## [Data rows]
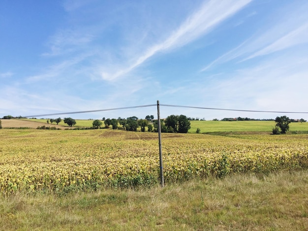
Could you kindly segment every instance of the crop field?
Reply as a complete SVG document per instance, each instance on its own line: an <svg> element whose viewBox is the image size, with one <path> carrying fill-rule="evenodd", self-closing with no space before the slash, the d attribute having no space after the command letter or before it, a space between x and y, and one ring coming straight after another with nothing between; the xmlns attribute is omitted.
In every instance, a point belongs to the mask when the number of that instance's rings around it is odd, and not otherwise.
<svg viewBox="0 0 308 231"><path fill-rule="evenodd" d="M92 127L93 121L90 119L76 119L76 124L73 128ZM68 127L64 123L63 119L58 125L54 122L52 124L50 122L47 124L47 119L2 119L2 122L3 127L26 127L36 128L38 126L45 125L46 126L55 126L57 128L63 129ZM190 121L191 128L188 133L195 133L197 128L199 128L201 133L230 132L264 132L270 133L272 129L275 127L275 123L274 121L193 120ZM120 125L119 126L121 126ZM308 122L293 122L291 123L289 126L291 132L308 131ZM140 130L140 128L138 130Z"/></svg>
<svg viewBox="0 0 308 231"><path fill-rule="evenodd" d="M308 134L162 134L165 183L308 167ZM157 134L0 129L0 191L60 194L159 182Z"/></svg>

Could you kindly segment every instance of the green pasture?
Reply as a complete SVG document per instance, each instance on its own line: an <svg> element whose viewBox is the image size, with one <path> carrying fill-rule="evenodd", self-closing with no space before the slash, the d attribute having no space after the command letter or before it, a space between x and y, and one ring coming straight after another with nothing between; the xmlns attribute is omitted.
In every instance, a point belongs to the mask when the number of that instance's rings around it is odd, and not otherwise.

## [Request]
Rewrite every item above, replacing "every instance" with "each instance" and leaving everything else untouched. Omit the pictures from your answer.

## [Finished exercise]
Could you kindly segment each instance of the crop field?
Reply as a complete SVG document per instance, each instance on its own line: an <svg> element whose viewBox is the image size, with one <path> carrying fill-rule="evenodd", self-closing with no space before the slash, the d attribute having no space after the command letter or before it, a space between x and y, and one ring coming straight after another with nothing between; the xmlns attribute is omitted.
In each instance, a point belongs to the mask when the number of that instance's rings around it is odd, and not otherwise.
<svg viewBox="0 0 308 231"><path fill-rule="evenodd" d="M92 127L93 121L90 119L76 119L76 124L73 128ZM68 127L64 123L63 119L58 125L54 122L52 124L50 122L47 124L47 119L2 119L2 122L3 127L26 127L36 128L38 126L45 125L46 126L55 126L57 128L63 129ZM190 121L191 128L188 133L195 133L197 128L199 128L201 133L230 132L264 132L270 133L272 129L275 127L275 123L274 121L193 120ZM120 125L119 126L121 126ZM308 122L293 122L291 123L289 126L291 132L308 131ZM140 130L140 128L138 130Z"/></svg>
<svg viewBox="0 0 308 231"><path fill-rule="evenodd" d="M308 134L162 134L165 183L308 167ZM157 134L0 129L0 191L60 194L159 182Z"/></svg>

Could you kindly segment each instance of the green pasture?
Reply as a complete SVG document per instance, each instance on its own line: an <svg> element whose viewBox is the image size, with one <path> carrying fill-rule="evenodd", self-closing with no space before the slash, the d attribute having no space after the command letter or before it, a space between x and y, and one ring coming straight after another with nothing between; the xmlns attribute is omitted.
In each instance, a point belongs to the mask when the number of that instance's rings around it is odd, and not otherwise.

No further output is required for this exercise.